◆ **Dataset extracts labeled with boxes**:
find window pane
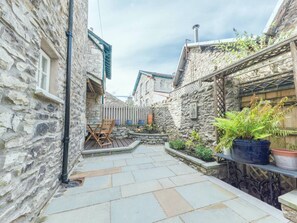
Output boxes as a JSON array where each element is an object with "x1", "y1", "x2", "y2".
[
  {"x1": 42, "y1": 57, "x2": 48, "y2": 72},
  {"x1": 40, "y1": 72, "x2": 47, "y2": 90}
]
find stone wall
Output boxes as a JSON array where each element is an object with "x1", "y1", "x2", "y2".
[
  {"x1": 0, "y1": 0, "x2": 87, "y2": 223},
  {"x1": 153, "y1": 47, "x2": 234, "y2": 146},
  {"x1": 86, "y1": 92, "x2": 102, "y2": 124},
  {"x1": 129, "y1": 132, "x2": 168, "y2": 145},
  {"x1": 272, "y1": 0, "x2": 297, "y2": 35},
  {"x1": 86, "y1": 37, "x2": 103, "y2": 77},
  {"x1": 134, "y1": 75, "x2": 172, "y2": 106},
  {"x1": 104, "y1": 92, "x2": 126, "y2": 106}
]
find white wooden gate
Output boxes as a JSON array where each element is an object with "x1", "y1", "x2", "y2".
[{"x1": 102, "y1": 105, "x2": 151, "y2": 125}]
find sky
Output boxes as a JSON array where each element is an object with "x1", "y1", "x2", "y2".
[{"x1": 89, "y1": 0, "x2": 277, "y2": 96}]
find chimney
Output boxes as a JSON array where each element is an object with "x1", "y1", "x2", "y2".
[{"x1": 193, "y1": 24, "x2": 200, "y2": 43}]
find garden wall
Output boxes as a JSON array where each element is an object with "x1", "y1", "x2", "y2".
[
  {"x1": 153, "y1": 47, "x2": 240, "y2": 145},
  {"x1": 0, "y1": 0, "x2": 88, "y2": 223}
]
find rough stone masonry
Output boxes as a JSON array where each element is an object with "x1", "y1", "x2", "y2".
[{"x1": 0, "y1": 0, "x2": 87, "y2": 223}]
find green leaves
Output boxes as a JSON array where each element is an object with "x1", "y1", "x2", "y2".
[{"x1": 214, "y1": 96, "x2": 296, "y2": 151}]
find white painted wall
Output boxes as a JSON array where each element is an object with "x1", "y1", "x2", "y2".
[{"x1": 133, "y1": 75, "x2": 173, "y2": 106}]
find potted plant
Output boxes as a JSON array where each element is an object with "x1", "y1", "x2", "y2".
[
  {"x1": 271, "y1": 140, "x2": 297, "y2": 170},
  {"x1": 214, "y1": 95, "x2": 293, "y2": 165}
]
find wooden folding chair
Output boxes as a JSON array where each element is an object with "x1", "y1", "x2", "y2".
[
  {"x1": 85, "y1": 124, "x2": 101, "y2": 143},
  {"x1": 98, "y1": 119, "x2": 115, "y2": 147}
]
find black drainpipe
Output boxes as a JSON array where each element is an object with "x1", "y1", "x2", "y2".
[{"x1": 61, "y1": 0, "x2": 73, "y2": 184}]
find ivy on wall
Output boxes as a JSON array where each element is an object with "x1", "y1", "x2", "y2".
[{"x1": 216, "y1": 29, "x2": 292, "y2": 64}]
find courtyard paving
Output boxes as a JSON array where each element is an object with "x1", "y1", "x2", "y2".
[{"x1": 41, "y1": 145, "x2": 288, "y2": 223}]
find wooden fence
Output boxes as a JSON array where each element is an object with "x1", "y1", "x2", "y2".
[{"x1": 102, "y1": 105, "x2": 151, "y2": 125}]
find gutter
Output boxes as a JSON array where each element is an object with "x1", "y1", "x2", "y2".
[
  {"x1": 101, "y1": 50, "x2": 106, "y2": 104},
  {"x1": 173, "y1": 38, "x2": 236, "y2": 87},
  {"x1": 61, "y1": 0, "x2": 74, "y2": 184}
]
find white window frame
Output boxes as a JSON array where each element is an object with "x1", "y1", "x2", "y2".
[
  {"x1": 37, "y1": 50, "x2": 51, "y2": 92},
  {"x1": 139, "y1": 83, "x2": 142, "y2": 98},
  {"x1": 160, "y1": 79, "x2": 165, "y2": 90},
  {"x1": 145, "y1": 81, "x2": 149, "y2": 94}
]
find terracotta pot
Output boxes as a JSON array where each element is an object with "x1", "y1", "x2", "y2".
[
  {"x1": 147, "y1": 114, "x2": 153, "y2": 125},
  {"x1": 271, "y1": 149, "x2": 297, "y2": 170}
]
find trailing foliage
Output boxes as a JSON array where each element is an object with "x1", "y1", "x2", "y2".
[
  {"x1": 169, "y1": 139, "x2": 186, "y2": 150},
  {"x1": 214, "y1": 95, "x2": 296, "y2": 151},
  {"x1": 217, "y1": 29, "x2": 292, "y2": 63},
  {"x1": 144, "y1": 124, "x2": 159, "y2": 133},
  {"x1": 195, "y1": 145, "x2": 213, "y2": 162},
  {"x1": 186, "y1": 130, "x2": 202, "y2": 149}
]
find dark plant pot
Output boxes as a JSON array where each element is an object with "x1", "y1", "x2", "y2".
[
  {"x1": 231, "y1": 139, "x2": 270, "y2": 165},
  {"x1": 126, "y1": 120, "x2": 133, "y2": 125},
  {"x1": 138, "y1": 120, "x2": 145, "y2": 125},
  {"x1": 115, "y1": 119, "x2": 120, "y2": 126}
]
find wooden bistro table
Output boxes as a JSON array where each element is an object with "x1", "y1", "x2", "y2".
[
  {"x1": 216, "y1": 153, "x2": 297, "y2": 209},
  {"x1": 85, "y1": 123, "x2": 101, "y2": 143}
]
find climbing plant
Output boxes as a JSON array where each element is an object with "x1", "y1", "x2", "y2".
[{"x1": 216, "y1": 29, "x2": 292, "y2": 63}]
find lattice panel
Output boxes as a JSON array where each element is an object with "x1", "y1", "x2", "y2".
[
  {"x1": 214, "y1": 76, "x2": 226, "y2": 142},
  {"x1": 240, "y1": 74, "x2": 294, "y2": 96},
  {"x1": 247, "y1": 166, "x2": 296, "y2": 193},
  {"x1": 214, "y1": 77, "x2": 226, "y2": 117}
]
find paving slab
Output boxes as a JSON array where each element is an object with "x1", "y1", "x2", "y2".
[
  {"x1": 121, "y1": 180, "x2": 163, "y2": 197},
  {"x1": 224, "y1": 198, "x2": 268, "y2": 222},
  {"x1": 75, "y1": 161, "x2": 114, "y2": 172},
  {"x1": 45, "y1": 187, "x2": 121, "y2": 215},
  {"x1": 45, "y1": 203, "x2": 110, "y2": 223},
  {"x1": 154, "y1": 189, "x2": 193, "y2": 217},
  {"x1": 111, "y1": 194, "x2": 166, "y2": 223},
  {"x1": 43, "y1": 145, "x2": 288, "y2": 223},
  {"x1": 180, "y1": 204, "x2": 248, "y2": 223},
  {"x1": 154, "y1": 160, "x2": 179, "y2": 167},
  {"x1": 126, "y1": 157, "x2": 153, "y2": 165},
  {"x1": 152, "y1": 154, "x2": 176, "y2": 162},
  {"x1": 156, "y1": 217, "x2": 184, "y2": 223},
  {"x1": 113, "y1": 160, "x2": 127, "y2": 167},
  {"x1": 169, "y1": 172, "x2": 206, "y2": 186},
  {"x1": 158, "y1": 178, "x2": 175, "y2": 189},
  {"x1": 176, "y1": 181, "x2": 236, "y2": 208},
  {"x1": 112, "y1": 172, "x2": 135, "y2": 187},
  {"x1": 64, "y1": 175, "x2": 112, "y2": 195},
  {"x1": 132, "y1": 167, "x2": 175, "y2": 182},
  {"x1": 252, "y1": 216, "x2": 283, "y2": 223},
  {"x1": 168, "y1": 163, "x2": 197, "y2": 175}
]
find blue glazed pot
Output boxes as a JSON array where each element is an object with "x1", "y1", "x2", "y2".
[
  {"x1": 138, "y1": 120, "x2": 145, "y2": 125},
  {"x1": 231, "y1": 139, "x2": 270, "y2": 165},
  {"x1": 126, "y1": 120, "x2": 133, "y2": 125},
  {"x1": 115, "y1": 119, "x2": 120, "y2": 126}
]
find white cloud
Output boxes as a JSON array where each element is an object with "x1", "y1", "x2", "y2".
[{"x1": 89, "y1": 0, "x2": 277, "y2": 95}]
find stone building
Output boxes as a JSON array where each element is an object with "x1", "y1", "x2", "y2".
[
  {"x1": 154, "y1": 35, "x2": 233, "y2": 143},
  {"x1": 263, "y1": 0, "x2": 297, "y2": 36},
  {"x1": 132, "y1": 70, "x2": 173, "y2": 106},
  {"x1": 86, "y1": 30, "x2": 112, "y2": 123},
  {"x1": 105, "y1": 92, "x2": 126, "y2": 106},
  {"x1": 154, "y1": 0, "x2": 297, "y2": 144},
  {"x1": 0, "y1": 0, "x2": 104, "y2": 223}
]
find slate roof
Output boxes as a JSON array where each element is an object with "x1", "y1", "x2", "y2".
[
  {"x1": 88, "y1": 30, "x2": 112, "y2": 79},
  {"x1": 132, "y1": 70, "x2": 174, "y2": 95}
]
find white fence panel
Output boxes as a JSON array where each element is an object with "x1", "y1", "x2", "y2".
[{"x1": 102, "y1": 105, "x2": 151, "y2": 125}]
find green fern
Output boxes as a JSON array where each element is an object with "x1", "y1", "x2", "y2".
[{"x1": 214, "y1": 96, "x2": 296, "y2": 151}]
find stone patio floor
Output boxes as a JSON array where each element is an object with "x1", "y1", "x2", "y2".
[{"x1": 41, "y1": 145, "x2": 288, "y2": 223}]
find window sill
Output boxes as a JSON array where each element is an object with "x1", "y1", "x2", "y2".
[{"x1": 35, "y1": 87, "x2": 64, "y2": 104}]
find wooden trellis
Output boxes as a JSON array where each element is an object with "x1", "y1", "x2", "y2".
[
  {"x1": 199, "y1": 36, "x2": 297, "y2": 140},
  {"x1": 213, "y1": 76, "x2": 226, "y2": 140}
]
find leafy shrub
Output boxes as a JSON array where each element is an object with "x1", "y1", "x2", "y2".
[
  {"x1": 169, "y1": 139, "x2": 186, "y2": 150},
  {"x1": 195, "y1": 145, "x2": 213, "y2": 162},
  {"x1": 186, "y1": 130, "x2": 202, "y2": 148},
  {"x1": 214, "y1": 95, "x2": 296, "y2": 151},
  {"x1": 144, "y1": 124, "x2": 159, "y2": 133}
]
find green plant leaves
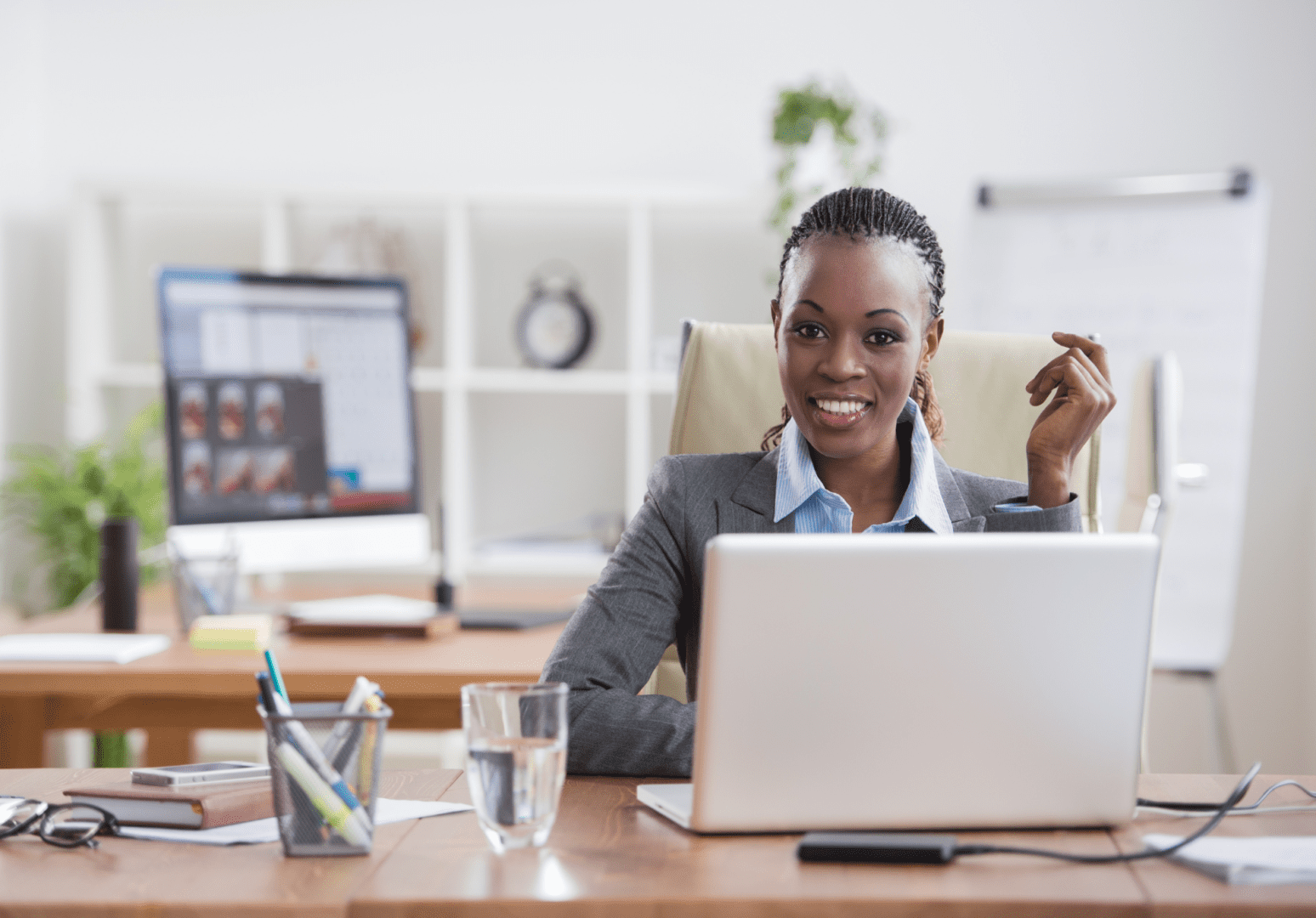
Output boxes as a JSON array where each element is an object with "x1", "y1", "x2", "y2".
[
  {"x1": 0, "y1": 402, "x2": 166, "y2": 606},
  {"x1": 769, "y1": 80, "x2": 887, "y2": 235}
]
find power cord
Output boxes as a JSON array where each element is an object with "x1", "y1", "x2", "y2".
[
  {"x1": 1138, "y1": 779, "x2": 1316, "y2": 815},
  {"x1": 956, "y1": 762, "x2": 1261, "y2": 864},
  {"x1": 797, "y1": 762, "x2": 1268, "y2": 864}
]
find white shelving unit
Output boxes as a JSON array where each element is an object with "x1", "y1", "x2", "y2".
[{"x1": 65, "y1": 187, "x2": 773, "y2": 580}]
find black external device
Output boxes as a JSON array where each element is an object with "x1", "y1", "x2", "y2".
[
  {"x1": 795, "y1": 832, "x2": 958, "y2": 864},
  {"x1": 100, "y1": 517, "x2": 137, "y2": 632}
]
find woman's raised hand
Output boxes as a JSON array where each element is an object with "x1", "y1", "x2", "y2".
[{"x1": 1024, "y1": 332, "x2": 1115, "y2": 507}]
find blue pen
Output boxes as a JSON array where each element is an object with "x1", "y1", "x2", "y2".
[{"x1": 264, "y1": 649, "x2": 288, "y2": 699}]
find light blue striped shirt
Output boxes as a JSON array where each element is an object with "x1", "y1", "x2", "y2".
[{"x1": 773, "y1": 399, "x2": 954, "y2": 536}]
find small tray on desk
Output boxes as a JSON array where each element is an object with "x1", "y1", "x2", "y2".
[{"x1": 288, "y1": 611, "x2": 459, "y2": 638}]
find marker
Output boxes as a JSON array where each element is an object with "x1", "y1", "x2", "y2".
[
  {"x1": 324, "y1": 676, "x2": 379, "y2": 768},
  {"x1": 274, "y1": 740, "x2": 370, "y2": 847},
  {"x1": 264, "y1": 649, "x2": 291, "y2": 713},
  {"x1": 263, "y1": 673, "x2": 372, "y2": 829},
  {"x1": 357, "y1": 692, "x2": 384, "y2": 800},
  {"x1": 255, "y1": 672, "x2": 278, "y2": 714}
]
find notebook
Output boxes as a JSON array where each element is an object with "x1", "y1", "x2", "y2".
[{"x1": 65, "y1": 777, "x2": 274, "y2": 829}]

◆ **Aim**: How many lines of the records contain the string "fence"? Match case exactly, and reply with the number alone.

◆ **Complete output**: 2